Dataset entries:

———

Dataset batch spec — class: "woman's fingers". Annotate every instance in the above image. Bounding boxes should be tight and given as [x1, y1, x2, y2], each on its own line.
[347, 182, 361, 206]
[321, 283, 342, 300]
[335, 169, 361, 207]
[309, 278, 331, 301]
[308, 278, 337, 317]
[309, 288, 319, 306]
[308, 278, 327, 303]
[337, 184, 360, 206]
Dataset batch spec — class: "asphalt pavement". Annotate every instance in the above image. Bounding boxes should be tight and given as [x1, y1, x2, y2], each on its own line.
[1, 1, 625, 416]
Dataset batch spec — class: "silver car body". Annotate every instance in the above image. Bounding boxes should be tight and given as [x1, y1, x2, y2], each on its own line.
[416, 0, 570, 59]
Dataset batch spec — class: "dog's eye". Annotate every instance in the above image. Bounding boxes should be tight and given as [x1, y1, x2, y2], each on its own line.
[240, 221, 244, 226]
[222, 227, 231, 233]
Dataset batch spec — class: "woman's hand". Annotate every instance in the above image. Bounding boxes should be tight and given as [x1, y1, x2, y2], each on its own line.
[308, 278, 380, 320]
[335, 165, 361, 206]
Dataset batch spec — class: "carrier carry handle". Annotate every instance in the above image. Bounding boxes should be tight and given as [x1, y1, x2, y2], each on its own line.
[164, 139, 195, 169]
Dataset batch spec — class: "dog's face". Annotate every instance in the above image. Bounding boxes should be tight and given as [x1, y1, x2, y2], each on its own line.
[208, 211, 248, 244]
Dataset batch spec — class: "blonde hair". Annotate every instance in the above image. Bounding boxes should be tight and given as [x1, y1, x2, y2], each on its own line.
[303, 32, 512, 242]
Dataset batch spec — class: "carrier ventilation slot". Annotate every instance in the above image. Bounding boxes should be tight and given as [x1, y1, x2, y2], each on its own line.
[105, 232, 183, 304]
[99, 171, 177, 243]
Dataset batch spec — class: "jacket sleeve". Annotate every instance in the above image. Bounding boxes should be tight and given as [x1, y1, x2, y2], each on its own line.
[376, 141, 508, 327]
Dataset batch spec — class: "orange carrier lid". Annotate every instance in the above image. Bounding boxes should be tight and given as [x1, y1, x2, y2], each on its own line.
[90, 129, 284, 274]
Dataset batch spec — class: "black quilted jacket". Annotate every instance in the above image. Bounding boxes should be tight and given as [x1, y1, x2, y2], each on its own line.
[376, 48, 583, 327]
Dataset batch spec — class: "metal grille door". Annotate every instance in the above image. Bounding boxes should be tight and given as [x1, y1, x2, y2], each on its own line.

———

- What is expected
What you give back must match the records word for word.

- Output of the task
Dataset batch spec — class: "woman's fingers". Annotate every instance in the above image. Bounding boxes should be tight and given as [x1, y1, x2, y2], each on its own line.
[347, 182, 361, 206]
[321, 283, 342, 300]
[335, 169, 361, 207]
[309, 278, 331, 301]
[308, 278, 337, 317]
[309, 288, 319, 306]
[308, 278, 327, 303]
[337, 184, 360, 206]
Dataset batch spec — class: "asphalt pavement". Annotate every instance in the above image. Bounding boxes should be tight and given as [x1, y1, x2, y2], each on its own line.
[1, 1, 625, 416]
Dataset batch spec — class: "silver car body". Annotate every instance in the above image. Bounding boxes should be tight and given as [x1, y1, x2, y2], each on its own line.
[416, 0, 570, 59]
Dataset batch spec — class: "dog's eye". Annotate every instance in the above image. Bounding boxes should be tight and given as [x1, y1, x2, y2], each on its own line.
[240, 221, 244, 226]
[222, 227, 231, 233]
Dataset batch spec — class: "woman's hand". Annotate every instance in the above image. Bounding boxes should be tight and given as [x1, y1, x2, y2], each on its own line.
[308, 278, 380, 320]
[335, 165, 361, 206]
Dataset batch spec — class: "carrier carry handle". Annotate every instance in the above image. Bounding boxes should be tight and given as [x1, y1, x2, y2], each on its own line.
[164, 139, 195, 169]
Dataset batch spec — class: "dog's face". Annotate every instance in the above image. Bounding boxes should be tight and given as [x1, y1, x2, y2], each on its own line.
[208, 211, 248, 244]
Dataset batch spec — class: "blonde hair". Annotate every instance in the above image. Bounding boxes should be tight and given as [x1, y1, x2, y2], each on its own line.
[303, 32, 512, 242]
Dataset batch spec — class: "carrier ventilation slot". Annotate every instance in the above image. Bounding boxes should be tight and given as [x1, y1, x2, y2], each on its own line.
[105, 232, 183, 304]
[99, 171, 177, 243]
Dataset batch spec — class: "jacket sleeve". Annotate every instance in the above image. Bounding boxes should be tight and given as [x1, y1, x2, y2], each on its own line.
[376, 141, 508, 327]
Dataset batch spec — class: "orange carrier lid". Annotate every instance in the above image. Bounding boxes should be tight and given as [x1, y1, x2, y2], each on its own line.
[90, 129, 284, 274]
Dataset batch spec — class: "black quilted jacket". Annotate every instance in the above image. Bounding boxes should be tight and given as [x1, y1, x2, y2], each on its own line.
[376, 48, 583, 327]
Dataset batch spec — class: "metal grille door". Annotate every instance in the above image. Bounding boxes should be tight and given as [x1, y1, x2, y2], each on its own line.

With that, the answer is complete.